Task directions:
Could you pick up the article below on tandem repeats and the genetics of autism and continue it from its final sentence?

Text provided:
BEGIN

ASD refers to a group of neurodevelopmental conditions resulting in challenges related to communication, social understanding, and behaviour. Current research estimates that genetic factors should be found in anywhere from 50 to 90 per cent of individuals with ASD. Yet, scientists are only able to identify the genetic factor underlying autism for less than 20 per cent of people. Now, a research team led by Dr. Ryan Yuen, Scientist in the Genetics & Genome Biology program at SickKids, has moved the needle, uncovering new genetic contributors for autism. Their findings were published online on July 27, 2020, in Nature.

Dalhousie Medical School’s Dr. Isabel Smith was one of many researchers who contributed to the study.

Dr. Smith is a Professor in the Departments of Pediatrics and Psychology and Neurosciences at Dalhousie Medical School and the Joan and Jack Craig Chair in Autism Research. Her interests encompass the development, health and wellbeing of individuals with developmental disabilities and their families, especially children and youth with ASD. Her research includes longitudinal studies of ASD, development and evaluation of interventions for ASD and associated behavioural and mental health problems.

“This study has been a massive collaborative effort. This kind of research aims to make life better for people with autism and for their families,” says Dr. Smith. “Through this study, we were able to offer families the opportunity to participate in the research, so that they may contribute to these genetic discoveries that we other wise would not be in a position to do.”

Why more isn’t always better

The research team wanted to look at the implications of tandem repeats in the DNA of people with ASD. A tandem repeat occurs when nucleotides, known as the building blocks of DNA, are repeated adjacently two or more times. These repeats are like DNA “wrinkles” and the larger they become, the greater the likelihood that errors in gene function will result.

Similar to how photocopying a piece of wrinkled paper will sometimes result in more wrinkles, when a strand of DNA with a tandem repeat replicates, the repeat often grows longer. These are called tandem repeat expansions and depending on their length and location in the genome, they can result in gene dysregulation, contributing to conditions such as Fragile X syndrome and Huntington’s Disease.

Previously, scientists could only search for tandem repeats in one gene at a time and were faced with challenges in determining whether a tandem repeat was long enough to impact gene function. With close to a million tandem repeats in the genome, looking for tandem repeats that contribute meaningfully to ASD would be like looking for a needle in a haystack.

END

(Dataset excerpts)
BEGIN

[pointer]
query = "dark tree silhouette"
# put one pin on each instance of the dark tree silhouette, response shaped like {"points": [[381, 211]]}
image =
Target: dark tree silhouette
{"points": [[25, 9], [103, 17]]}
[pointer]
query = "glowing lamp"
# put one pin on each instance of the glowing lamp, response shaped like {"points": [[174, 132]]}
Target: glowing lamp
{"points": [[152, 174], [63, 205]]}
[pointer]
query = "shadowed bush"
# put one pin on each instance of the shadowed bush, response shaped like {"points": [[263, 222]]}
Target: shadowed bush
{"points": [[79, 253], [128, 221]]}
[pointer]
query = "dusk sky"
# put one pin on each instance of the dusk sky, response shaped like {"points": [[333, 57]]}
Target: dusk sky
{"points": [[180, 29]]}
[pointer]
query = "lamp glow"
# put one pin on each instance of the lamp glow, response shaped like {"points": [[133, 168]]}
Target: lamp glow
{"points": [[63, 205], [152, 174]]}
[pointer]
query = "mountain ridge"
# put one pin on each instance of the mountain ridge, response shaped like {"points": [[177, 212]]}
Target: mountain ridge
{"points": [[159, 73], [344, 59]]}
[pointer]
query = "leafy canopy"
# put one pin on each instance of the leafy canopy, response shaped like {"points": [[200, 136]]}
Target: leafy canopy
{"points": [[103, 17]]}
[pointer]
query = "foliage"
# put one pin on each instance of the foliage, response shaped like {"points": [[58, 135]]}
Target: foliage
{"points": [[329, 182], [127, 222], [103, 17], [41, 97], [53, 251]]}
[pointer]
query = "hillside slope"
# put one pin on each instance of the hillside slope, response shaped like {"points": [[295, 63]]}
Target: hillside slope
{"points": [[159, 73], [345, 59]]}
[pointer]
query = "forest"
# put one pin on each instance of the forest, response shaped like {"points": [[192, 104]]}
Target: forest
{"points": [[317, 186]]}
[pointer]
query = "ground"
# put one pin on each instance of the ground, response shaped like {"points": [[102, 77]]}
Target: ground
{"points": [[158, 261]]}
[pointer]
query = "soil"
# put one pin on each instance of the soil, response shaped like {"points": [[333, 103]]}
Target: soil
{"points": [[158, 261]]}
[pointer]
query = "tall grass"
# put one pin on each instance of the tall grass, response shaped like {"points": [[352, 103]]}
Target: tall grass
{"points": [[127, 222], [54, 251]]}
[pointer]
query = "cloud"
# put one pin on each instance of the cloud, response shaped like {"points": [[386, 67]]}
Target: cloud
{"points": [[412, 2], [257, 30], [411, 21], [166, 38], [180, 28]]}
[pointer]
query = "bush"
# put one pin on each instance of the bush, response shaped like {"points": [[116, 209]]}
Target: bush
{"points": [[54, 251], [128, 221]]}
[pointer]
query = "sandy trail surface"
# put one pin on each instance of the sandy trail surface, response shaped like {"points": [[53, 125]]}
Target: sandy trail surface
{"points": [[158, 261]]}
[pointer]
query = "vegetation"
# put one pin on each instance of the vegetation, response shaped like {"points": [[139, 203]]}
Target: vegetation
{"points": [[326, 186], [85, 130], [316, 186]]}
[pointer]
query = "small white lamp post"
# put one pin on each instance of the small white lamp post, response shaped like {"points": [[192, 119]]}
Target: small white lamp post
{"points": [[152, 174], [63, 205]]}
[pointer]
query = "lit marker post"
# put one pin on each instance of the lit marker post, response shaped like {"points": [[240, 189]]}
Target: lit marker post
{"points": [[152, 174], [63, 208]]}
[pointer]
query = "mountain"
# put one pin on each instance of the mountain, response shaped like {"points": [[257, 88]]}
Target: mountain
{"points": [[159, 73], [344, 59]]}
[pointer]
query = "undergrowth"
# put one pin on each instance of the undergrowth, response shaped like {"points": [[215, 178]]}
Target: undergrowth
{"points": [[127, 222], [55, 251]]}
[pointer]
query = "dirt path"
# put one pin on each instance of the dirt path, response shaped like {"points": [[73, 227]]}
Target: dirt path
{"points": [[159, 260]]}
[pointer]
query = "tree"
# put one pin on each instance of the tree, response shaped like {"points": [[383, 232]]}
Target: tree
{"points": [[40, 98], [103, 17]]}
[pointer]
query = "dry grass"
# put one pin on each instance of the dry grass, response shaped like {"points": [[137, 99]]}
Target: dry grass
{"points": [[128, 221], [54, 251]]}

END

Answer box:
Yuen’s team developed an analytic approach that could search and find significant tandem repeat expansions across the entire genome. “We’re effectively searching millions of repetitive regions of DNA simultaneously and decoding them in a way no one has ever been able to do,” says Yuen, Principal Investigator of the study and an Assistant Professor in the Department of Molecular Genetics at the University of Toronto. “Our computational approach can determine the outliers – the tandem repeats that have an exceptionally high number of repetitions and could change how our genes function.”

A leap forward for ASD research

This discovery would not have been possible without the families who are as committed to scientific exploration as the researchers themselves. The researchers applied their method to the whole genome sequencing data of over 5,000 families with ASD and more than 4,000 individuals from the general population. They found 2,588 different places in the genome where tandem repeat expansions associated with particular genes were much more prevalent among individuals with ASD compared to those without ASD. This discovery shows tandem repeat expansions are as great a contributor to ASD as the previous major contributing genetic factor (de novo genetic variants).

The researchers found some of the tandem repeat expansions occurred in genes previously known to be implicated in ASD. However, about 50 per cent occurred in entirely new genes that were never thought to be involved in ASD, including ones that are involved in some neuromuscular disorders. Furthermore, the location of a tandem repeat expansion was associated with certain characteristics and behaviours such as IQ and life skills.